> [文書]:
● ● ● ● ● ● ●
10
5

Delete article

Deleted articles cannot be recovered.

Draft of this article would be also deleted.

Are you sure you want to delete this article?

More than 5 years have passed since last update.

Rustでソートアルゴリズム (7)バイトニックソート (SIMDで高速化)

Posted at

概要

並列化が容易なため、GPGPU等で有用であるバイトニックソートを実装する。
Wikipediaでの説明(英語)

ナイーブな実装

前提条件

前回と同様にRustのバージョンは1.19.0とします。

% rustc --version
rustc 1.19.0 (0ade33941 2017-07-17)

ソースコード

BitonicSort
fn sort<T: PartialOrd>(&self, source: &mut [T]) {
    let source_size = source.len();
    let size = source_size.next_power_of_two();
    if source_size != size {
        return;
    }
    let half_size = size >> 1;

    let mut i = 2;
    while i <= size {
        let mut j = i >> 1;
        while j > 0 {
            let ml = j - 1; // 下位ビットマスク
            let mh = !ml; // 上位ビットマスク

            for k in 0..half_size {
                let l = ((k & mh) << 1) | (k & ml);
                let m = l + j;

                if ((l & i) == 0) ^ (source[l] < source[m]) {
                    source.swap(l, m);
                }
            }
            j >>= 1;
        }
        i <<= 1;
    }
}

$O(n \log^2 n)$のため、あまり早くない。
ただし、このソートは、並列化が容易なため、SIMDで高速化してみる。

SIMDを使う

事前作業

nightlyに変更

% rustup run nightly rustc --version
rustc 1.21.0-nightly (dd53dd5f9 2017-08-01)

ポイント

SIMDを使用するにあたって、simd crateを使うことが一般的だが、今回はplatform-intrinsicを使うこととした。

参考資料

http://qiita.com/tatsuya6502/items/7ffc623fc60be0220409
http://mayah.jp/article/2016/x86intrin/

ソースコード(i32, SSE4.1版)

BitonicSort(SSE4.1)
● ● ● ● ● ● ●
> [抽出レコード]:

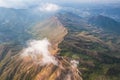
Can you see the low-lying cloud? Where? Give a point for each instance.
(38, 51)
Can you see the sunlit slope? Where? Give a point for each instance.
(15, 67)
(51, 29)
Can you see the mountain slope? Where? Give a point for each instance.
(15, 67)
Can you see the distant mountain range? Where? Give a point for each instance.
(93, 41)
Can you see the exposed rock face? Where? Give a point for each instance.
(13, 67)
(51, 29)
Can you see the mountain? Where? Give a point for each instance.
(93, 46)
(105, 23)
(65, 46)
(15, 67)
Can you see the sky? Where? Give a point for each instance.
(28, 3)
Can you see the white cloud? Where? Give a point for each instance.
(49, 7)
(18, 3)
(38, 51)
(27, 3)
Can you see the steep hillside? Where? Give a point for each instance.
(25, 64)
(51, 29)
(105, 23)
(96, 48)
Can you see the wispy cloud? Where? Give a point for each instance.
(38, 51)
(27, 3)
(49, 7)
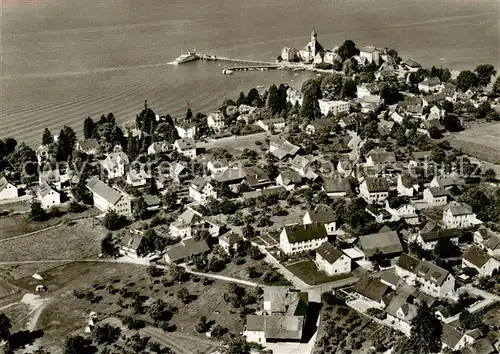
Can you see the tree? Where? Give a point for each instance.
(483, 109)
(5, 326)
(203, 325)
(490, 175)
(65, 143)
(106, 334)
(496, 86)
(47, 137)
(466, 79)
(160, 311)
(140, 208)
(238, 346)
(88, 128)
(36, 212)
(347, 50)
(348, 89)
(426, 332)
(183, 295)
(468, 320)
(484, 73)
(311, 91)
(108, 246)
(112, 221)
(78, 345)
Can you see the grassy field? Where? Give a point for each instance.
(73, 241)
(481, 141)
(309, 273)
(65, 314)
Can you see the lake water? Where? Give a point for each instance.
(65, 60)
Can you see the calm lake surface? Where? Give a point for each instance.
(63, 61)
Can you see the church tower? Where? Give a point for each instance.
(313, 42)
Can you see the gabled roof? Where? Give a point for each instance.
(301, 233)
(450, 335)
(328, 252)
(371, 288)
(376, 184)
(98, 187)
(3, 183)
(336, 185)
(431, 272)
(322, 214)
(476, 256)
(132, 240)
(185, 144)
(88, 144)
(385, 243)
(198, 183)
(407, 262)
(186, 248)
(457, 208)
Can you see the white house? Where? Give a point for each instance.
(435, 196)
(48, 196)
(186, 147)
(217, 166)
(272, 125)
(302, 238)
(116, 164)
(431, 84)
(432, 279)
(374, 189)
(331, 260)
(215, 120)
(333, 107)
(459, 215)
(137, 178)
(453, 339)
(407, 185)
(88, 146)
(186, 129)
(321, 215)
(480, 261)
(107, 198)
(158, 147)
(7, 189)
(201, 190)
(370, 53)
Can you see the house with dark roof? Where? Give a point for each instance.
(407, 185)
(336, 187)
(480, 260)
(382, 243)
(322, 214)
(436, 196)
(374, 189)
(431, 279)
(88, 146)
(302, 238)
(373, 291)
(186, 147)
(285, 314)
(331, 260)
(229, 241)
(289, 179)
(131, 243)
(202, 189)
(185, 249)
(107, 198)
(454, 339)
(459, 215)
(7, 189)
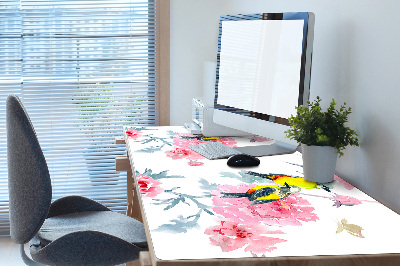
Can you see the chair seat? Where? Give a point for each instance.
(107, 222)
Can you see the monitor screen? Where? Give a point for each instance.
(263, 71)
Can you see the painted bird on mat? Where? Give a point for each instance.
(265, 193)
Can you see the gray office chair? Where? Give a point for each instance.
(70, 231)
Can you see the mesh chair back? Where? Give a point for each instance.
(28, 176)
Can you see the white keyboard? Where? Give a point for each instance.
(214, 150)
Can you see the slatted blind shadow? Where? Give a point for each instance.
(82, 69)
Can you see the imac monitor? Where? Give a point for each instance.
(263, 73)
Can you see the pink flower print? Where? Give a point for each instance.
(292, 210)
(231, 236)
(195, 163)
(345, 200)
(133, 134)
(183, 153)
(148, 186)
(259, 139)
(348, 186)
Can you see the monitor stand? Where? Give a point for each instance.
(276, 148)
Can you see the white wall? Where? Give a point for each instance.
(356, 60)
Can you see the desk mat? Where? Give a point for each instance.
(198, 209)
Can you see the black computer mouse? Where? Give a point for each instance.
(242, 160)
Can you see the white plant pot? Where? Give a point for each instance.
(319, 163)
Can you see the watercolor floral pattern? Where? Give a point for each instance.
(197, 210)
(254, 238)
(246, 225)
(148, 186)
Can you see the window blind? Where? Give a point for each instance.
(82, 69)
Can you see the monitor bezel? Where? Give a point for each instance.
(306, 59)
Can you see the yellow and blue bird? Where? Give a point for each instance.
(265, 193)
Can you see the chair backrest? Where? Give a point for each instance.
(29, 183)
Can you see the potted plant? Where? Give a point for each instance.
(323, 136)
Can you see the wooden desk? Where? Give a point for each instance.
(196, 211)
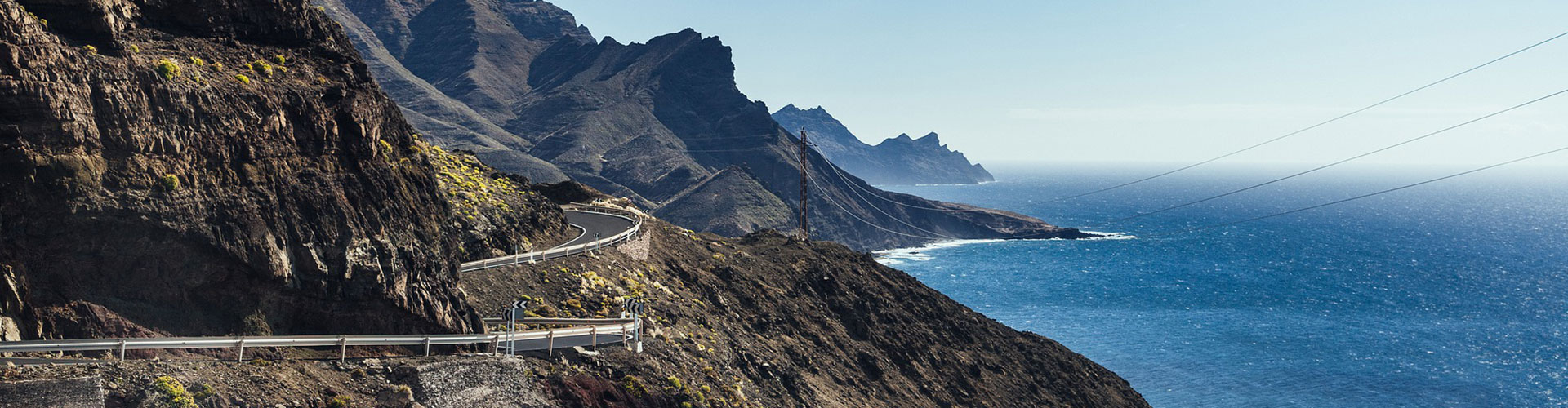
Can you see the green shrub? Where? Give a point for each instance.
(172, 392)
(204, 391)
(262, 68)
(634, 387)
(170, 183)
(168, 69)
● ● ● ● ● ● ●
> [挑戦課題 1]: バイトニックソートの文書で、SIMDを使う際にsimd crateではなく何を使うことにしたと書かれていますか。
> [挑戦課題 2]: バイトニックソートの文書のうち、「Are you sure」から「Wikipediaでの説明(英語)」までの範囲をそのまま引用してください。
レコードは使わなくてかまいません。

> [演習解答 1]: platform-intrinsicを使うことにしたと書かれています。

> [演習解答 2]:
Are you sure you want to delete this article?

More than 5 years have passed since last update.

Rustでソートアルゴリズム (7)バイトニックソート (SIMDで高速化)

Posted at

概要

並列化が容易なため、GPGPU等で有用であるバイトニックソートを実装する。
Wikipediaでの説明(英語)